■ PAGE EXTRACT:
# # # # #
NHS Tayside : When "overspending" is actually underfunding

Marlyn Glen

24 January 2012

Earlier this month, it was reported that NHS Tayside had "overspent" its budget by £1.9 million, compared with its anticipated expenditure by November of last year.

The health board’s response was that "steps are in place to bring this overspend down to zero through identifying additional savings and cost reductions in the final four months of the year and we are currently on target to break even this financial year."

The health board’s "overspending" is a result of the Scottish Government’s underfunding of the NHS.

As Humpty Dumpty said to Alice in Wonderland in Through the Looking Glass " When I use a word it means just what I choose it to mean."

The real terms increase that the SNP government claim to have made to NHS Tayside’s budget that was supposed to have covered underlying cost pressures of 4-5 per cent has fallen short of price rises in health spending areas such as drugs.
# # # # #
■ AVAILABLE DATA:
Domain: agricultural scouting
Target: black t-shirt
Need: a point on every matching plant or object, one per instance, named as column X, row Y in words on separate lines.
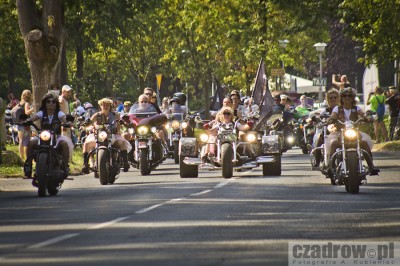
# # # # #
■ WORK TO BE COMPLETED: Pick up the piece on NHS Tayside's "overspending" after its final sentence and write the next few paragraphs.

■ RESPONSE TO THIS EXERCISE:
Another example of the Humpty Dumpty-ism of giving a word any meaning that suits its user is the term " efficiency savings"

Outside the world of management-speak no one regards the term "efficiency savings" as anything other than an example of irony.

The SNP Government has compelled health boards in Scotland to find £300 million "efficiency savings" in their spending this year on their health services.

As the nurses’ professional body, RCN Scotland commented,

"The efficiencies target for the current financial year will squeeze even more money out of health boards that are already trying to make savings.

"Consequently, saving money by losing nursing and other staff from the pay roll looks set to continue which, in turn, puts standards in patient care at risk."

The " efficiency savings" have led to 2,000 nursing posts being lost over the past two years in Scotland – RCN Scotland’s figure.

Indisputably it is a very inefficient way of running a health service when 2,000 core staff posts are swept away.

Another example of "When I use a word it means just what I choose it to mean." is Health Secretary Nicola Sturgeon’s promise to " protect the health service budget for the duration of this Parliament"

Here, the phrase "protect the NHS budget " is an example of that figurative expression " attempting to square the circle" i.e. to do the impossible.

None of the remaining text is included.